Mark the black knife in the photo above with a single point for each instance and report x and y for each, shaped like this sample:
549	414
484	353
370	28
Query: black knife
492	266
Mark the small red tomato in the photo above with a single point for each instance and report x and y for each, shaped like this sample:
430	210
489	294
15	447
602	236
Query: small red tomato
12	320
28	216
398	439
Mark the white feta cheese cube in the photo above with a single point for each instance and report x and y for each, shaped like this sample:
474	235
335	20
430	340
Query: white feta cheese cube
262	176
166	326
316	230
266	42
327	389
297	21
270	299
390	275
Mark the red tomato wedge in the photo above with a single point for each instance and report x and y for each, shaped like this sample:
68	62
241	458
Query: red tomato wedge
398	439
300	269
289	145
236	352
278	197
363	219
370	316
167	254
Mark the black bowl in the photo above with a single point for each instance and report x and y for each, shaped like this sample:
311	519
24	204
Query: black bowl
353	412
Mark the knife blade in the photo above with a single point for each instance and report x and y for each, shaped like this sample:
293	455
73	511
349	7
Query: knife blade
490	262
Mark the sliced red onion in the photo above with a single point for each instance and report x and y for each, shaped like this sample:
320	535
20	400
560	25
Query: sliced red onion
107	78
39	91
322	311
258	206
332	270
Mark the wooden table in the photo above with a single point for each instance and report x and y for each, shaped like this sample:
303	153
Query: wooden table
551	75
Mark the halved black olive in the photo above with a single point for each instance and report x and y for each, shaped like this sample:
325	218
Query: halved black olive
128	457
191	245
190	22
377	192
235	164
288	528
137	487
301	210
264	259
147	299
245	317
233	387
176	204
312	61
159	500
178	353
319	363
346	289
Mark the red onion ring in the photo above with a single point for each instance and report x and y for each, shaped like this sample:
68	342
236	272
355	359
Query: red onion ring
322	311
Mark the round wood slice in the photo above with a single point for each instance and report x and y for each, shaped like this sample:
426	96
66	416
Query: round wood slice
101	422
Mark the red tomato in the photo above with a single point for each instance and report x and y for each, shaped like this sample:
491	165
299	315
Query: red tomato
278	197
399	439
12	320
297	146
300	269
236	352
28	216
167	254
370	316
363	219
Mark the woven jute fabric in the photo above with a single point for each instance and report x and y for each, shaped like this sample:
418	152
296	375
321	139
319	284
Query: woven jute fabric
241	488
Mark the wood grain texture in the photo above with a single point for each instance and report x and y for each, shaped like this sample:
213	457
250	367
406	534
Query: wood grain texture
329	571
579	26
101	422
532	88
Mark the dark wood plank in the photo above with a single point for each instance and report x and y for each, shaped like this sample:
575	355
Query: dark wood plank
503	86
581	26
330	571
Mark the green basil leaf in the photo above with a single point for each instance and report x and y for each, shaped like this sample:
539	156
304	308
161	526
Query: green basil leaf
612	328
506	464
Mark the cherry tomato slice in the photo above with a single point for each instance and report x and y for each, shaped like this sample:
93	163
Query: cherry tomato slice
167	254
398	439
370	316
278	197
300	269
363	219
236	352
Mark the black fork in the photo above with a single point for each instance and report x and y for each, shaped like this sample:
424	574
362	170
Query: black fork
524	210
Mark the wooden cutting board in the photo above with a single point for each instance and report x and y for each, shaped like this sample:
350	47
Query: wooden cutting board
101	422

# # # # # # #

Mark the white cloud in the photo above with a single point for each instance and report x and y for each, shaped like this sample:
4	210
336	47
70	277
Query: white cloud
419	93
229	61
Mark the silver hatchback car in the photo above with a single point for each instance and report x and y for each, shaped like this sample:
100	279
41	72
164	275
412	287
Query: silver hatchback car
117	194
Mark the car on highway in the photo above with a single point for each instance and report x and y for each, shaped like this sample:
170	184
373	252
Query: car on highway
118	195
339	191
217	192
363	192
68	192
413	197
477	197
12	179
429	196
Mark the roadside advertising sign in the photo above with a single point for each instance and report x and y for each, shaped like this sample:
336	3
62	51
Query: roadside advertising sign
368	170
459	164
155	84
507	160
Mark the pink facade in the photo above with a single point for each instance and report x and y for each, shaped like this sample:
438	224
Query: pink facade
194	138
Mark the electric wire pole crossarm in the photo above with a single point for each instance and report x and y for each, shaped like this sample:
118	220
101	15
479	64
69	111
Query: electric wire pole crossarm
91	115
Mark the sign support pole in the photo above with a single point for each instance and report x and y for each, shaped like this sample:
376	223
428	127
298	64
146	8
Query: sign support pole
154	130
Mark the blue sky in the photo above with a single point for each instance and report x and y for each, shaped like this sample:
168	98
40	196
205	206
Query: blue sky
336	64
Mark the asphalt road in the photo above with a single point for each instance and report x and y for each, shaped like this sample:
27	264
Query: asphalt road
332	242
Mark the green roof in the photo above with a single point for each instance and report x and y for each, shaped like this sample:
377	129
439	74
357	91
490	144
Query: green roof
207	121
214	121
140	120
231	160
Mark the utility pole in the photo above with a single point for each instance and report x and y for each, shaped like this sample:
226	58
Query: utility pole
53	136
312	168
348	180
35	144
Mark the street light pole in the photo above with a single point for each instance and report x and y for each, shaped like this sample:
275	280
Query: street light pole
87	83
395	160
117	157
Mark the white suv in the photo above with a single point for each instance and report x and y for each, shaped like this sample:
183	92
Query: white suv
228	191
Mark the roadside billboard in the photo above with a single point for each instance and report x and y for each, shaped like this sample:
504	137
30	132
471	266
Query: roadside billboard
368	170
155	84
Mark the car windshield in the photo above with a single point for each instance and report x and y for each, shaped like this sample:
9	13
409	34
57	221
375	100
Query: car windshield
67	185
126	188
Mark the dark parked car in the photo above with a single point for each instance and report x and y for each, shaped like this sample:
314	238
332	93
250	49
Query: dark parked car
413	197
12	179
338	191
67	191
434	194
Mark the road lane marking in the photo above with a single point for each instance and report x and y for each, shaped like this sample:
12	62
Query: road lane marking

# # # # # # #

> [Aim]: Lay out the records from the line with "Mark the street" to the line with "Query: road lane marking", both included, as a Markdown table with the columns No. and Entry. Number each line in order and leave out blank lines.

> [The response]:
| No. | Entry |
|---|---|
| 1 | Mark the street light pole in the photo above with a single point for each instance and report x and y for each, shaped like this sample: |
| 2 | 275	280 |
| 3 | Query: street light pole |
| 4 | 87	83 |
| 5 | 395	160 |
| 6 | 117	157 |
| 7 | Mark the white suv in the photo above with a single point for each instance and report x and y for each, shaped like this sample: |
| 8 | 183	92 |
| 9 | Query: white suv |
| 10 | 228	191 |
| 11 | Mark the roadside billboard in the photo above with a single point for each instance and report x and y for each, shaped like this sample: |
| 12 | 504	137 |
| 13 | 30	132 |
| 14 | 471	266 |
| 15 | Query: roadside billboard |
| 16 | 368	170 |
| 17 | 155	84 |
| 18 | Mark the car windshield in the photo above with a single point for each instance and report x and y for each, shaped like this sample: |
| 19 | 9	13 |
| 20 | 409	34 |
| 21 | 57	221 |
| 22 | 375	100 |
| 23 | Query: car windshield |
| 24 | 67	185 |
| 25 | 126	188 |
| 26 | Mark the dark parked car in the photo above with a single point for each instance and report x and y for each, shaped like this sample: |
| 27 | 314	238 |
| 28 | 332	93 |
| 29 | 250	49 |
| 30 | Query: dark parked car |
| 31 | 413	197 |
| 32 | 12	179 |
| 33 | 338	191 |
| 34 | 67	191 |
| 35 | 434	194 |
| 36 | Mark the road lane marking in the photo above with a single point for each instance and report x and y for each, shaped like this sample: |
| 37 | 12	62 |
| 38 | Query: road lane marking |